▶ [Source text]:
+-------+

Alba Rey García
- Country (sports): Spain
- Born: 29 June 2002 (age 24) Águilas, Murcia
- Plays: Right (two-handed backhand)
- Prize money: $57,821

Singles
- Career record: 165–147
- Career titles: 2 ITF
- Highest ranking: No. 560 (22 September 2025)
- Current ranking: No. 618 (20 July 2026)

Doubles
- Career record: 53–53
- Career titles: 3 ITF
- Highest ranking: No. 304 (20 July 2026)
- Current ranking: No. 304 (20 July 2026)

= Alba Rey García =

Spanish tennis player (born 2002)

Alba Rey García (born June 29, 2002) is a Spanish professional tennis player. She has a career-high doubles ranking by the WTA of 304, achieved on 20 July 2026.

==Early life==
Born in Águilas, Rey García's role models in tennis are Rafael Nadal, Maria Sharapova, Serena Williams, and Garbine Muguruza.

==Career==
In December 2022, she won her first singles ITF Circuit title at the W15 event held in Valencia, Spain. The Águilas Tennis Club player had a difficult season. She had undergone surgery for a meniscus injury about six months ago and taken a break from tennis. García won the final by defeating her compatriot Claudia Hoster in two sets.

In September 2025, she became champion in singles at the W15 event held in Dénia, Spain.

Partnering Celia Cerviño Ruiz, Rey García won the W75 2026 Open Araba en Femenino, defeating Carmen Gallardo Guevara and Eugenia Zozaya Menéndez in the final. She won the first major professional championship of her career.

+-------+

▶ [The data]:
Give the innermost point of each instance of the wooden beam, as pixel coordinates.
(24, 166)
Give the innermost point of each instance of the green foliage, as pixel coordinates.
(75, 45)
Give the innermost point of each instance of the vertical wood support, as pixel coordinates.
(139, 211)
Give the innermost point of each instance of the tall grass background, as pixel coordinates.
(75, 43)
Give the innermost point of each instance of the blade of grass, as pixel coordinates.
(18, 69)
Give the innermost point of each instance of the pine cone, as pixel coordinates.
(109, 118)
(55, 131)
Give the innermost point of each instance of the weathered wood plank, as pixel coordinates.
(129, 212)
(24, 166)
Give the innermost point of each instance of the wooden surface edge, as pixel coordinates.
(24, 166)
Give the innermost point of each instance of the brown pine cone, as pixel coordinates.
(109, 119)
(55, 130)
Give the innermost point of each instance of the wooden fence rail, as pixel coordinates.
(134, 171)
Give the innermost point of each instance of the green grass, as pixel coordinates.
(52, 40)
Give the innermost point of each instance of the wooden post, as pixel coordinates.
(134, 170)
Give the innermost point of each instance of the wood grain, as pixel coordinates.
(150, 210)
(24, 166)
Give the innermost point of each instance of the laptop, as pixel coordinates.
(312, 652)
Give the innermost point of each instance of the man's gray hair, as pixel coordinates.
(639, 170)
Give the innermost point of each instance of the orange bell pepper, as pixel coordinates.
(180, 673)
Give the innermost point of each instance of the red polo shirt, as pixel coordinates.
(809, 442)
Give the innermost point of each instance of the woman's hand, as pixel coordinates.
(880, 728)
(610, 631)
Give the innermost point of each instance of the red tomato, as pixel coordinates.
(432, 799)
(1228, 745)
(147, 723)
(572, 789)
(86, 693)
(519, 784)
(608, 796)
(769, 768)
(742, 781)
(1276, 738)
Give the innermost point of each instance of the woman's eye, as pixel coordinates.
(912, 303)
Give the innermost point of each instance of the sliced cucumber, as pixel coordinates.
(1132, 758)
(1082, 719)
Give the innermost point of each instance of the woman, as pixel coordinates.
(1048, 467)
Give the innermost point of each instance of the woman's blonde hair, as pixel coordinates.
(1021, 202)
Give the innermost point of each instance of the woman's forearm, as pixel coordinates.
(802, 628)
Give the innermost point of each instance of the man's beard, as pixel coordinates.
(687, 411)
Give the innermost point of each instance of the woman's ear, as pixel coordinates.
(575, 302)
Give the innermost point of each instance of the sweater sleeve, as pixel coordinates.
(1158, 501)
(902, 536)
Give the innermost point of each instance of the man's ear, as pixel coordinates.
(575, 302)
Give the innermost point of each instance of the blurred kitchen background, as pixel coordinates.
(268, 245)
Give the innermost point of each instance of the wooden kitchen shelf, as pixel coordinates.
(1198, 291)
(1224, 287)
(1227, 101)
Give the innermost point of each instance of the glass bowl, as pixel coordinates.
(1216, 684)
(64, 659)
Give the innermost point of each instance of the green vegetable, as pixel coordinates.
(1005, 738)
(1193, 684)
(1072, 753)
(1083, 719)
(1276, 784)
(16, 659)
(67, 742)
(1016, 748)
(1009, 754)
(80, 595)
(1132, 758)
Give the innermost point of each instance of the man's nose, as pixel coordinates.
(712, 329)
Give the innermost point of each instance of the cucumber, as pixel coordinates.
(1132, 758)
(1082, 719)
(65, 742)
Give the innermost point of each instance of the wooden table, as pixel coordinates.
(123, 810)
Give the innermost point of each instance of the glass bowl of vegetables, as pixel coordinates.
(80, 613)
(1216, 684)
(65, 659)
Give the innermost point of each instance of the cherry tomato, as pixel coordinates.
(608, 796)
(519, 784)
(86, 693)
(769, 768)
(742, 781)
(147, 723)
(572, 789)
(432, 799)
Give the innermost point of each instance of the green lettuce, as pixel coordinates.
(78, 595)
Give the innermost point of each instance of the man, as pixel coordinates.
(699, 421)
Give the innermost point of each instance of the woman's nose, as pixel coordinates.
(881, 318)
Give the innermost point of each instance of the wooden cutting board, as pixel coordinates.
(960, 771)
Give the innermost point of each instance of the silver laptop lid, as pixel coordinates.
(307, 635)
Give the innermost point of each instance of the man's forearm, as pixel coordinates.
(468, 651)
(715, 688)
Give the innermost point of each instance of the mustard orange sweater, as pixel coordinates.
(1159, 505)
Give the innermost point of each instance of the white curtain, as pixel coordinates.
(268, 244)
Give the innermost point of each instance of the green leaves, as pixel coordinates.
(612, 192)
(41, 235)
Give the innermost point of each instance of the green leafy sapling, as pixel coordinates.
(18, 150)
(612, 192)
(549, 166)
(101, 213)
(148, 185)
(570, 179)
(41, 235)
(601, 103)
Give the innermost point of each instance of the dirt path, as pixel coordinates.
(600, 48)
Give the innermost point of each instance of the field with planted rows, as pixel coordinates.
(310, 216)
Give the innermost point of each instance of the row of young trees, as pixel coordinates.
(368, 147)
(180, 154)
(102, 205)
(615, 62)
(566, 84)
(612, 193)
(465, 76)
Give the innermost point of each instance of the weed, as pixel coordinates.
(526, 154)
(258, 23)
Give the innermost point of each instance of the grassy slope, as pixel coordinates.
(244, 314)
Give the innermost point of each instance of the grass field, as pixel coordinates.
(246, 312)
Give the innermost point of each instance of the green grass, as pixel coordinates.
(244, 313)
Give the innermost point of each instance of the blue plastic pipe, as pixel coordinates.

+-------+

▶ [Prompt 1]: Edit the passage of the Alba Rey García profile between "Alba Rey García (born" and "in two sets.", inclusive, putting "knee" in place of "meniscus".
▶ [Prompt 2]: Which tennis players does the Alba Rey García profile name as her role models?
▶ [Prompt 3]:
Answer these questions from the Alba Rey García profile, one line each:
(a) In what town was she born?
(b) Where was the W15 event at which she became singles champion in September 2025?
(c) Who was her partner when she won the W75 2026 Open Araba en Femenino?

▶ [Answer space 1]:
Alba Rey García (born June 29, 2002) is a Spanish professional tennis player. She has a career-high doubles ranking by the WTA of 304, achieved on 20 July 2026.

==Early life==
Born in Águilas, Rey García's role models in tennis are Rafael Nadal, Maria Sharapova, Serena Williams, and Garbine Muguruza.

==Career==
In December 2022, she won her first singles ITF Circuit title at the W15 event held in Valencia, Spain. The Águilas Tennis Club player had a difficult season. She had undergone surgery for a knee injury about six months ago and taken a break from tennis. García won the final by defeating her compatriot Claudia Hoster in two sets.

▶ [Answer space 2]:
Rafael Nadal
Maria Sharapova
Serena Williams
Garbine Muguruza

▶ [Answer space 3]:
(a) Águilas, Murcia
(b) Dénia, Spain
(c) Celia Cerviño Ruiz